----- EXERCISE MATERIAL -----

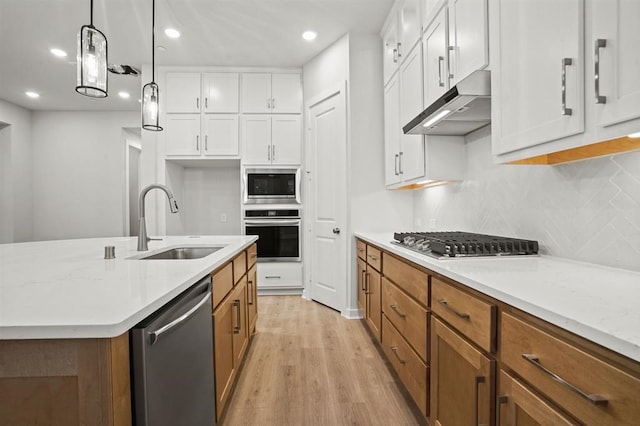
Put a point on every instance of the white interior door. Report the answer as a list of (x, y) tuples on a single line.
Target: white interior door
[(327, 184)]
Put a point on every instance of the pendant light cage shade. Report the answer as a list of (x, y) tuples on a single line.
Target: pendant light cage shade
[(151, 107), (92, 62)]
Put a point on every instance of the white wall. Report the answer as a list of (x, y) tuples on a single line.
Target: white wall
[(588, 210), (79, 173), (16, 191)]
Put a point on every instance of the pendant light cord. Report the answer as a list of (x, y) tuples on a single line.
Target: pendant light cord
[(153, 37)]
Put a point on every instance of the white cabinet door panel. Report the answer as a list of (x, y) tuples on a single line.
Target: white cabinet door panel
[(285, 139), (183, 134), (221, 92), (256, 139), (256, 93), (221, 134), (286, 92), (183, 92), (534, 36)]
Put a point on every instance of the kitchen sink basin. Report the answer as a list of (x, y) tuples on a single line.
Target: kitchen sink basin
[(182, 253)]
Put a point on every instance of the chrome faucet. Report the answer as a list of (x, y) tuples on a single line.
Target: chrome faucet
[(142, 233)]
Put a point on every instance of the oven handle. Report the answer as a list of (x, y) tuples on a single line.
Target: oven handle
[(271, 222)]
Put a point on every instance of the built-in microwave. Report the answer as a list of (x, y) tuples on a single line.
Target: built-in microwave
[(271, 186)]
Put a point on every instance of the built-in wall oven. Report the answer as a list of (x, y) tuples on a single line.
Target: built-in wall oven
[(278, 231), (271, 186)]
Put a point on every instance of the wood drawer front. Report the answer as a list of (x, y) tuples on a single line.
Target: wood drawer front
[(252, 255), (524, 407), (410, 279), (471, 316), (239, 266), (222, 283), (587, 373), (361, 249), (407, 315), (374, 257), (412, 371)]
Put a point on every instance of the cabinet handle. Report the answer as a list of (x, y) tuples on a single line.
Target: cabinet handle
[(395, 309), (479, 379), (565, 63), (462, 315), (501, 399), (449, 50), (236, 328), (394, 349), (600, 43), (592, 398)]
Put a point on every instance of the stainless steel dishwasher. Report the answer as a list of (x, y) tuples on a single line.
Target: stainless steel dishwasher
[(172, 362)]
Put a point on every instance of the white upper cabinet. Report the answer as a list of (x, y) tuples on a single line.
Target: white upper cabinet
[(537, 77), (183, 92), (221, 92), (409, 29), (435, 67), (615, 43), (271, 93), (468, 37)]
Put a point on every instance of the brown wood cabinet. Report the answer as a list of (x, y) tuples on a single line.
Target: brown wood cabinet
[(462, 380), (65, 382), (234, 319), (518, 406)]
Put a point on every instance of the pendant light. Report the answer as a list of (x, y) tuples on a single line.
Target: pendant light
[(92, 61), (150, 93)]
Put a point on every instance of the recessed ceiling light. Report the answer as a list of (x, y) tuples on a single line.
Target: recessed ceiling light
[(309, 35), (172, 33), (58, 52)]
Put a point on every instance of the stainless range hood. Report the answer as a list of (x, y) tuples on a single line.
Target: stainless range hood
[(461, 110)]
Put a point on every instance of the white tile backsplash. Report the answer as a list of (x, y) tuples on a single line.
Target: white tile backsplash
[(587, 210)]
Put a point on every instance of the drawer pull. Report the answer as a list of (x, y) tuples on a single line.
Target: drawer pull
[(395, 309), (479, 379), (394, 349), (594, 399), (462, 315)]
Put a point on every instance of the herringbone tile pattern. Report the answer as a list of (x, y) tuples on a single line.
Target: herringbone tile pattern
[(587, 211)]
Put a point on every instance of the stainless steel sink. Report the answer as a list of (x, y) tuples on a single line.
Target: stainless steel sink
[(182, 253)]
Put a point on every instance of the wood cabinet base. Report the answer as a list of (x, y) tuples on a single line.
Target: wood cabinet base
[(65, 382)]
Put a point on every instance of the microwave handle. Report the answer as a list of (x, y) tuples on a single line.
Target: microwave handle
[(271, 222)]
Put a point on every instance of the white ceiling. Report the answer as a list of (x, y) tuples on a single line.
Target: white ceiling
[(214, 33)]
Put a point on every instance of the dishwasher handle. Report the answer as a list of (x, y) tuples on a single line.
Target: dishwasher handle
[(155, 335)]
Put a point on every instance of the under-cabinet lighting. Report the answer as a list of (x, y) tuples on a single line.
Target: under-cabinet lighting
[(439, 116)]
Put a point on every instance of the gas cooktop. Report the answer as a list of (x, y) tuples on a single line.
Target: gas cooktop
[(444, 245)]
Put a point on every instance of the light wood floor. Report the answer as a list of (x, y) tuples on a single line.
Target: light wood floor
[(307, 365)]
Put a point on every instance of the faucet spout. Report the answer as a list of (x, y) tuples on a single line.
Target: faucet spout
[(143, 239)]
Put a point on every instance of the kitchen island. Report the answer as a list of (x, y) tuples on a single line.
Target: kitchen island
[(65, 312)]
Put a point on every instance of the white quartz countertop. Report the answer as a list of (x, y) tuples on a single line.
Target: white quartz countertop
[(598, 303), (66, 289)]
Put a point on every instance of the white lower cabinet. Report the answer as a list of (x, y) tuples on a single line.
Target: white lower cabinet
[(271, 139)]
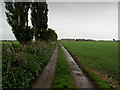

-----

* _AIM OF THE EXERCISE_: Report every line of the listing above that contains the string "range".

* _EXERCISE OUTPUT_:
Put a point on every instance of the stainless range hood. Report the answer as a list of (x, y) tuples on a single line.
Target: stainless range hood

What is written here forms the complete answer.